[Begin INPUT RECORDS]
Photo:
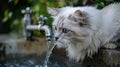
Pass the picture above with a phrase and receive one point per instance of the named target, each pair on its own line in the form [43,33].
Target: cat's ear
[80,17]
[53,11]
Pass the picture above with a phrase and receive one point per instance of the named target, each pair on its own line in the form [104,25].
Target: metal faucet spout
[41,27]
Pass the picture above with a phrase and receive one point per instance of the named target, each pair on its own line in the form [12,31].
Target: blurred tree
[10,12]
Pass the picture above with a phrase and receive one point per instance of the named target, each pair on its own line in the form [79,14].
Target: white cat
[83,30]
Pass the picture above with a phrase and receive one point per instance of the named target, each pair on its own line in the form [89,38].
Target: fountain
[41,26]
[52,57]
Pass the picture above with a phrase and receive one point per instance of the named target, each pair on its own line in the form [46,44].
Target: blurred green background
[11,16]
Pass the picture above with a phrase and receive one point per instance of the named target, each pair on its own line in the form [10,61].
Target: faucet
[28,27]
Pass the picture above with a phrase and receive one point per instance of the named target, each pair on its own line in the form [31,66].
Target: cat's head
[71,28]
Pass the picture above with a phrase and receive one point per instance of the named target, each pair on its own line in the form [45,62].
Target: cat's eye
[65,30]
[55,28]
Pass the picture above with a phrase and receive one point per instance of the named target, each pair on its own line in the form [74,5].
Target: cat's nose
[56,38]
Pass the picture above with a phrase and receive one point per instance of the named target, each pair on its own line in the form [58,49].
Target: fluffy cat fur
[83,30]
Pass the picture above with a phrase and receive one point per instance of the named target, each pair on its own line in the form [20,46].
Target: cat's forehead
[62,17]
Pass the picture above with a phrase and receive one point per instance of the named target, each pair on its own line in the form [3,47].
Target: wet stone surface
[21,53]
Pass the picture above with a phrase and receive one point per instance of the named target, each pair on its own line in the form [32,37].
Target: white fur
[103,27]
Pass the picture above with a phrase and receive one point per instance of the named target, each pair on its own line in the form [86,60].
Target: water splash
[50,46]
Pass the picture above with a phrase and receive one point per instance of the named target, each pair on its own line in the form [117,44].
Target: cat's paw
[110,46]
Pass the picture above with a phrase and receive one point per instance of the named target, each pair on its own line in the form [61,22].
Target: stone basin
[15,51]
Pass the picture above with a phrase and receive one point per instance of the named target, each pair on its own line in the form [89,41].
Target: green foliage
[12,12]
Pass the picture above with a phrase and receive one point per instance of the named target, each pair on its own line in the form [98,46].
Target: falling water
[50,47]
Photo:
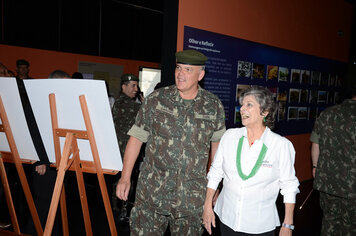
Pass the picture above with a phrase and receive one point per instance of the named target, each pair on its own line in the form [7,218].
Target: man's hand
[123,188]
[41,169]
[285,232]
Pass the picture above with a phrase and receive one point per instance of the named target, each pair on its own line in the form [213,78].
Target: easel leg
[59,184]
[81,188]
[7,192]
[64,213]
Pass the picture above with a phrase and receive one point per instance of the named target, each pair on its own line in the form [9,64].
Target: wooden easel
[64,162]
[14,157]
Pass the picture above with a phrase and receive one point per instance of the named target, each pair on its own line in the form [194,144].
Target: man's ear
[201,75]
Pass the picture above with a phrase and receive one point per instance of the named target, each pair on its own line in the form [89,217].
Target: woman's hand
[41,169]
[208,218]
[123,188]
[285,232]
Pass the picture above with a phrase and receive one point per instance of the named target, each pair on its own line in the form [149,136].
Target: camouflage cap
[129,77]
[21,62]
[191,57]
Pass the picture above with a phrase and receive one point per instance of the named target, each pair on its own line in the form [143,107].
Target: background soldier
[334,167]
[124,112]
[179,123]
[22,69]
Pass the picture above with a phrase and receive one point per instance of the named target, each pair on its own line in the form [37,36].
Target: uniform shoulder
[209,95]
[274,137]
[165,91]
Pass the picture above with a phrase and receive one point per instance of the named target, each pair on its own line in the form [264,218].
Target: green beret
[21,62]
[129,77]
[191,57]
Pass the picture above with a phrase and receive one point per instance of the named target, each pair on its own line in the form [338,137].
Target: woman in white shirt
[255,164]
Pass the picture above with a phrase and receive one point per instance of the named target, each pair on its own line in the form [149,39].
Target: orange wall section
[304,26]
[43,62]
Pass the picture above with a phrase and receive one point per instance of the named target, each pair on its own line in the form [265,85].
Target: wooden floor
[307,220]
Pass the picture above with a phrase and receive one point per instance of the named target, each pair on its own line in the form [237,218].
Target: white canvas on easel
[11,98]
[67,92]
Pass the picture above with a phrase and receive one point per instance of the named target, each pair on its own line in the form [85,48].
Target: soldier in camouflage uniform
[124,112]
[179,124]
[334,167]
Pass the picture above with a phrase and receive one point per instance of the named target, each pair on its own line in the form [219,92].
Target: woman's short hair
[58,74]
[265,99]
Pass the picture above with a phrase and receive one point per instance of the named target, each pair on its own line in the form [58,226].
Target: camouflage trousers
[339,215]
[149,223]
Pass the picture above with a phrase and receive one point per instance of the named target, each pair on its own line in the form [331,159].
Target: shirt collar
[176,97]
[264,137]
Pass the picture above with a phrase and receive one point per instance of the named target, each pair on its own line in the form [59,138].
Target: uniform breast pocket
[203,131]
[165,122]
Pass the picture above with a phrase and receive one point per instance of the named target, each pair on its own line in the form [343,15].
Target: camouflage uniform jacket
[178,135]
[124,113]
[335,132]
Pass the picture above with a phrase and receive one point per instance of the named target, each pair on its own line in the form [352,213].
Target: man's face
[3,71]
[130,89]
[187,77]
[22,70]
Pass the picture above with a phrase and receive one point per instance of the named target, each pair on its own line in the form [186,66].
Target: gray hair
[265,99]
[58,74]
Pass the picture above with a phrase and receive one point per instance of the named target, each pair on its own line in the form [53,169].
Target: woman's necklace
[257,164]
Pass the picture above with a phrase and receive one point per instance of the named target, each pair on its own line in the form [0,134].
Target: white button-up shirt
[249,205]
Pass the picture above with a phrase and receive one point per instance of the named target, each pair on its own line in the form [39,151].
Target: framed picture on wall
[End INPUT RECORDS]
- SHORT TASK
Omit pictures; set down the rest of the material word for word.

- THE COMPLETED TASK
Photo:
Pass the picture above with a phrase and receive one point per instance of the named target, each pair on its own line in the form [43,33].
Target: cat's ear
[80,17]
[53,11]
Pass the picture above with a phrase and receive one point per instance of the named target, each pair on its own line in the form [104,25].
Target: metal faucet spout
[41,27]
Pass the picture above with a phrase and receive one point per instance of the named target, each pair on its own line in the form [12,31].
Target: blurred tree
[10,12]
Pass the picture above with a phrase and receive one point per instance of the named target, each pair on its own line in the form [79,14].
Target: white cat
[83,30]
Pass the picture above with a phrase and receive one point per instance of the named target, each pair on its own line in the form [89,38].
Target: fountain
[41,26]
[52,57]
Pass the picture above with a phrase and receive one point per instance of the named target, each pair on its own line in the form [46,44].
Target: blurred green background
[11,16]
Pass the picture above with a phrase and receive one point per instance of the named target, each pair on its own line in the form [10,61].
Target: faucet
[28,27]
Pass the picture above with a phrase and receive one point per instance of the named target, each pair on its own line in the form [31,66].
Target: cat's head
[71,28]
Pass the picture above with a phrase and receive one point per instance of the named target, each pair on its own line in the form [45,62].
Target: cat's eye
[65,30]
[55,28]
Pass the picture above with a phrase and receive one point per instance of the named target, each pair on its own line in the form [74,5].
Target: cat's nose
[56,38]
Pass the picture above with a phrase and receive one point per instance of the named target, each pair on its own line in the form [58,49].
Target: fluffy cat fur
[83,30]
Pass the picture above with a phrase and receive one point per instance of the named target, each pair on its own line in the form [20,46].
Target: cat's forehead
[62,17]
Pass the picture above with a phrase and receive one point per instance of the named target, each pair on its own line in the form [3,47].
Target: wet stone surface
[21,53]
Pass the picture above with a phrase and receive one point per instance of the named target, each pair on its own line in the form [32,37].
Target: white fur
[103,27]
Pass the picture above with a phrase and receive one point per instance of the named target, each pair on its own line in the form [86,60].
Target: water splash
[50,46]
Pass the picture above with a phrase and receive one point per instance of the named target, each pair on its own line in the form [117,44].
Target: cat's paw
[110,46]
Pass the picture above with a phrase and receive one point per instance of the named target, each pair on its own line in the form [61,22].
Target: stone basin
[15,51]
Pass the picture above with a phrase and receive one point per instance of the named target, each pair on its own line in the form [89,41].
Target: green foliage
[12,12]
Pass the picture above with a phrase and receive one point per instance of the named target, each pair on its own line in the form [98,46].
Target: falling water
[50,47]
Photo:
Pass the picture above with a phrase and receive one point per instance of the named target, each pair on its own line in the form [7,218].
Target: man's hand
[123,188]
[41,169]
[285,232]
Pass the picture above with a phrase and receive one point per instance of the named target, each pair on its own line in the form [213,78].
Target: easel leg
[59,184]
[81,188]
[7,192]
[64,213]
Pass the picture above with a phrase and receive one point per instance of the named target, each pair on its own line in the form [9,64].
Target: wooden easel
[64,162]
[14,157]
Pass the picture above with a phrase and receive one point per instance of the named target, each pair on its own line in the form [194,144].
Target: man's ear
[201,75]
Pass the picture above with a phrase and receive one point per instance of the named target, each pair on its own line in the form [89,217].
Target: woman's hand
[41,169]
[208,218]
[123,188]
[285,232]
Pass the picture above with a phrase and receive one point per instance of the named target, each pair on its own line in the form [149,136].
Target: camouflage cap
[129,77]
[21,62]
[191,57]
Pass the picture above with a phrase and receive one point per instance of the named target, each pair on its own line in the form [143,107].
Target: background soldier
[334,167]
[124,112]
[179,123]
[22,69]
Pass the picture above with a phrase and receive one point per instance of the named target, each pair on its own line in the form [37,36].
Target: uniform shoulder
[209,95]
[274,137]
[165,91]
Pass the picture above with a phrase and receive one point per instance of the named target, each pair on its own line in the form [264,218].
Target: green beret
[21,62]
[129,77]
[191,57]
Pass the picture above with a phrase and receive one point per instance of the named target, each pair on its own line in the form [338,137].
Target: woman in white shirt
[255,164]
Pass the picture above with a phrase and receive one point per instance of the named target, each pair on its own line in the form [149,39].
Target: orange wall section
[304,26]
[43,62]
Pass the picture above with a phrase and receive one point per instance of the named target, each pair on its own line in the form [265,85].
Target: wooden floor
[307,220]
Pass the picture above with a phrase and receive one point per instance of the named target, each pair on its own line in the form [237,218].
Target: white canvas on easel
[11,98]
[67,92]
Pass the picture above with a phrase and receive one point per instance of the named target, each pair on its own line in the form [85,48].
Target: soldier in camouflage uniform
[124,112]
[179,124]
[334,167]
Pass the picture above with a phrase and receive one point per instance of the named target, each pair on its own line in the form [219,92].
Target: woman's short hair
[58,74]
[265,99]
Pass the picture above with a phrase and receive one point per instance of the named target, each pair on its own line in the form [58,226].
Target: camouflage trousers
[339,215]
[149,223]
Pass the picture above with a phrase and receive one point per instance of the named target, each pair on its own line in the form [331,159].
Target: shirt collar
[176,97]
[264,137]
Pass the picture above with a phrase and receive one point per instance of the named target, each pair on its own line in the form [59,138].
Target: uniform breast pocket
[203,131]
[165,122]
Pass the picture above with a phrase and receive one point per instance of the named target, each pair on its own line in the form [343,15].
Target: camouflage uniform jacket
[178,135]
[124,113]
[335,132]
Pass the picture above with a phrase and receive one point per instance of the named target, each pair on its own line in the form [352,213].
Target: man's face
[3,71]
[130,89]
[187,77]
[22,70]
Pass the picture above with a phrase and receive one point per instance of the named target, each pair on its own line in the form [186,66].
Target: gray hair
[265,99]
[58,74]
Pass the picture above with a phrase and receive one point per instance of the named target, each pair on its own line in the form [53,169].
Target: woman's necklace
[257,164]
Pass the picture above with a phrase and receive one point per instance of the named target, each pair on its own line in the form [0,134].
Target: white button-up shirt
[249,205]
Pass the picture above with a phrase and receive one point per instance of the named target, each pair on its own line in the form [39,151].
Target: framed picture on wall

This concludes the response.